▼▼▼

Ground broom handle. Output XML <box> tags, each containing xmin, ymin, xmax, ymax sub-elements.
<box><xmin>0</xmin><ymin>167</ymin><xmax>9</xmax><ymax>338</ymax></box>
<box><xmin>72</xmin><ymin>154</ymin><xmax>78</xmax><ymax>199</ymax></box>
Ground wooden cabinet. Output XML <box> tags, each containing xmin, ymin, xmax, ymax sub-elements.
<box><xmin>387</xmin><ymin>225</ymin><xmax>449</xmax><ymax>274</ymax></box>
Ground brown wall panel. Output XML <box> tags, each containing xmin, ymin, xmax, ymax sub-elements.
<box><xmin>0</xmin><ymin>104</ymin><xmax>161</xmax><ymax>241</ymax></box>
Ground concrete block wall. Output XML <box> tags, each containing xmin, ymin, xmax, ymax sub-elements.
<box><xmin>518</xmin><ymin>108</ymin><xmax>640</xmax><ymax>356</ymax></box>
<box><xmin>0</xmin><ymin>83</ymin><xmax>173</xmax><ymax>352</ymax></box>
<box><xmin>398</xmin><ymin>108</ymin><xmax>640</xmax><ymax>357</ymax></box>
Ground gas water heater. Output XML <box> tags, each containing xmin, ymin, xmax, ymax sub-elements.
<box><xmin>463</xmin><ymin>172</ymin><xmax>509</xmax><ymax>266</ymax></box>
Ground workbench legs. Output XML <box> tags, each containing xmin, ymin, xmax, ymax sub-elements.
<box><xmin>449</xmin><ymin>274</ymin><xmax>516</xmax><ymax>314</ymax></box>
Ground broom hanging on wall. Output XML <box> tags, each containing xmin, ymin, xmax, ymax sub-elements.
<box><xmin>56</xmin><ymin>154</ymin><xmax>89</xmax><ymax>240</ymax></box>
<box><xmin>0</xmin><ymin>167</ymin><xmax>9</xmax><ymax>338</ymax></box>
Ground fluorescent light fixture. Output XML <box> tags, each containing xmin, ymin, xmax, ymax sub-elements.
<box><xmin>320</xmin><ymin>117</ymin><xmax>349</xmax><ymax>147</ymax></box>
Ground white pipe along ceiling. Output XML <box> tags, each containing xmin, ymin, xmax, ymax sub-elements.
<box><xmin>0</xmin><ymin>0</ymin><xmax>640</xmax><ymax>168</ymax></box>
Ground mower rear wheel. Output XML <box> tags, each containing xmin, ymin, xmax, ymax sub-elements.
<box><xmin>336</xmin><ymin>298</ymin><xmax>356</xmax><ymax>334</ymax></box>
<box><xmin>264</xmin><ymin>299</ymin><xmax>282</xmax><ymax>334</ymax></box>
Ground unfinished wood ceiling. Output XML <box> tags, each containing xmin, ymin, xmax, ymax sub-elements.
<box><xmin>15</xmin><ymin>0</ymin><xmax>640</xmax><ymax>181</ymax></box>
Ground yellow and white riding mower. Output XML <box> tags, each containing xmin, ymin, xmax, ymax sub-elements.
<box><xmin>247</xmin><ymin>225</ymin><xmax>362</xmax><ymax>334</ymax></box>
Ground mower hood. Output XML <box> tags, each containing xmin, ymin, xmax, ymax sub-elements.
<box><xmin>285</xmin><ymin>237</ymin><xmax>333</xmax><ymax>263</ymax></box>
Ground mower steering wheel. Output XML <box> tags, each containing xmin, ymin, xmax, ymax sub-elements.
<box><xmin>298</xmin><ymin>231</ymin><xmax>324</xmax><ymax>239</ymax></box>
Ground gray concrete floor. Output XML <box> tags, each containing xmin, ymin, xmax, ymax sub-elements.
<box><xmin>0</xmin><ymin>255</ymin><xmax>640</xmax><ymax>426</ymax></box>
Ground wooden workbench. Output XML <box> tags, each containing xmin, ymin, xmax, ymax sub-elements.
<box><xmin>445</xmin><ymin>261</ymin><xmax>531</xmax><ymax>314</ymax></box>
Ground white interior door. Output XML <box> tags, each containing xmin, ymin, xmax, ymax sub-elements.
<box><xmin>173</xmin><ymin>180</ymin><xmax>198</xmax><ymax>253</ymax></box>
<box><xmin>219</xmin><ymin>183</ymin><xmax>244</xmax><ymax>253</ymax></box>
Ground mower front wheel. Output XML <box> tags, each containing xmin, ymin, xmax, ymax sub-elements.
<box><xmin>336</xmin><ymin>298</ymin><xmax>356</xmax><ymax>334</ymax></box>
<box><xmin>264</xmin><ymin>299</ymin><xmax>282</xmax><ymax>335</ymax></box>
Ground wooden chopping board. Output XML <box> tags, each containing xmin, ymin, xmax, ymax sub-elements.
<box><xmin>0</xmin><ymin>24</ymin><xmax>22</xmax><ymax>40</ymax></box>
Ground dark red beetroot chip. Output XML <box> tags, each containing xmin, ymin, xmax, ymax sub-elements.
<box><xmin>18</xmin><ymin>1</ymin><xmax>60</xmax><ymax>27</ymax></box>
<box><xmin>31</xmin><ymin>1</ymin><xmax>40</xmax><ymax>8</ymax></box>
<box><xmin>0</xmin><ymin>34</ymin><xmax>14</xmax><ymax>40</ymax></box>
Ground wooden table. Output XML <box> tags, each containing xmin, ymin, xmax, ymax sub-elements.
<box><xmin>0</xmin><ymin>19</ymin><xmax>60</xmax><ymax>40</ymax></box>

▲▲▲

(PROBLEM REQUIREMENTS): Rewrite every one of the records with "sub-elements" replaced by "child elements" and everything else left the same.

(EXERCISE SOLUTION):
Ground broom handle. Output XML <box> tags, each containing xmin, ymin, xmax, ymax child elements.
<box><xmin>0</xmin><ymin>167</ymin><xmax>9</xmax><ymax>338</ymax></box>
<box><xmin>72</xmin><ymin>154</ymin><xmax>78</xmax><ymax>199</ymax></box>
Ground wooden cabinet. Output XML <box> tags, each containing xmin, ymin, xmax, ymax child elements.
<box><xmin>387</xmin><ymin>225</ymin><xmax>449</xmax><ymax>274</ymax></box>
Ground brown wall panel. Output XML <box> tags, each containing xmin, ymin, xmax, ymax child elements.
<box><xmin>0</xmin><ymin>104</ymin><xmax>161</xmax><ymax>241</ymax></box>
Ground concrete block wall. Output XML <box> tags, each containing xmin, ymin, xmax, ymax child elements.
<box><xmin>518</xmin><ymin>108</ymin><xmax>640</xmax><ymax>356</ymax></box>
<box><xmin>0</xmin><ymin>83</ymin><xmax>173</xmax><ymax>352</ymax></box>
<box><xmin>398</xmin><ymin>108</ymin><xmax>640</xmax><ymax>357</ymax></box>
Ground gas water heater. Output XML <box> tags, each containing xmin, ymin, xmax, ymax child elements.
<box><xmin>463</xmin><ymin>172</ymin><xmax>509</xmax><ymax>266</ymax></box>
Ground workbench legs. Output XML <box> tags, each containing xmin, ymin, xmax, ymax child elements.
<box><xmin>449</xmin><ymin>274</ymin><xmax>516</xmax><ymax>314</ymax></box>
Ground broom hanging on wall. Output XML <box> tags, each containing xmin, ymin, xmax, ymax child elements.
<box><xmin>56</xmin><ymin>154</ymin><xmax>89</xmax><ymax>240</ymax></box>
<box><xmin>0</xmin><ymin>167</ymin><xmax>9</xmax><ymax>338</ymax></box>
Ground fluorescent light fixture. Output XML <box> tags, each containing xmin, ymin, xmax, ymax child elements.
<box><xmin>320</xmin><ymin>117</ymin><xmax>349</xmax><ymax>147</ymax></box>
Ground white pipe along ceiling. Output XML <box> tags, each containing xmin, ymin, xmax, ymax child elements.
<box><xmin>0</xmin><ymin>0</ymin><xmax>640</xmax><ymax>168</ymax></box>
Ground mower rear wheel. Output XML <box> tags, each containing xmin, ymin, xmax, ymax child elements.
<box><xmin>336</xmin><ymin>298</ymin><xmax>356</xmax><ymax>334</ymax></box>
<box><xmin>264</xmin><ymin>299</ymin><xmax>282</xmax><ymax>334</ymax></box>
Ground unfinished wood ceiling. Output XML <box> tags, each containing xmin, ymin, xmax, ymax child elements.
<box><xmin>15</xmin><ymin>0</ymin><xmax>640</xmax><ymax>181</ymax></box>
Ground yellow and white riding mower. Output XML <box> tags, each containing xmin, ymin, xmax, ymax child elements.
<box><xmin>247</xmin><ymin>225</ymin><xmax>362</xmax><ymax>334</ymax></box>
Ground mower hood. Output XML <box> tags, each containing xmin, ymin, xmax, ymax child elements.
<box><xmin>285</xmin><ymin>237</ymin><xmax>333</xmax><ymax>263</ymax></box>
Ground mower steering wheel. Output XML <box> tags, each containing xmin, ymin, xmax, ymax child elements.
<box><xmin>298</xmin><ymin>231</ymin><xmax>324</xmax><ymax>239</ymax></box>
Ground gray concrete floor. Output XML <box> tags, each containing xmin, ymin, xmax, ymax child elements.
<box><xmin>0</xmin><ymin>255</ymin><xmax>640</xmax><ymax>426</ymax></box>
Ground wooden workbench. Output XML <box> tags, each containing xmin, ymin, xmax, ymax child elements.
<box><xmin>445</xmin><ymin>261</ymin><xmax>531</xmax><ymax>314</ymax></box>
Ground white interior door. Output XML <box> tags, each containing xmin, ymin, xmax, ymax child elements.
<box><xmin>173</xmin><ymin>180</ymin><xmax>198</xmax><ymax>253</ymax></box>
<box><xmin>219</xmin><ymin>183</ymin><xmax>244</xmax><ymax>253</ymax></box>
Ground mower front wheel. Output XML <box> tags, each containing xmin, ymin, xmax, ymax child elements.
<box><xmin>336</xmin><ymin>298</ymin><xmax>356</xmax><ymax>334</ymax></box>
<box><xmin>264</xmin><ymin>299</ymin><xmax>282</xmax><ymax>335</ymax></box>
Ground wooden chopping board. Output XML <box> tags, each containing xmin, ymin, xmax, ymax child elements.
<box><xmin>0</xmin><ymin>24</ymin><xmax>22</xmax><ymax>40</ymax></box>
Ground dark red beetroot chip. Output XML <box> tags, each containing xmin, ymin, xmax, ymax child elements.
<box><xmin>18</xmin><ymin>1</ymin><xmax>60</xmax><ymax>27</ymax></box>
<box><xmin>31</xmin><ymin>1</ymin><xmax>40</xmax><ymax>8</ymax></box>
<box><xmin>0</xmin><ymin>34</ymin><xmax>14</xmax><ymax>40</ymax></box>
Ground wooden table. Output XML <box> tags, each containing xmin, ymin, xmax, ymax child elements.
<box><xmin>0</xmin><ymin>19</ymin><xmax>60</xmax><ymax>40</ymax></box>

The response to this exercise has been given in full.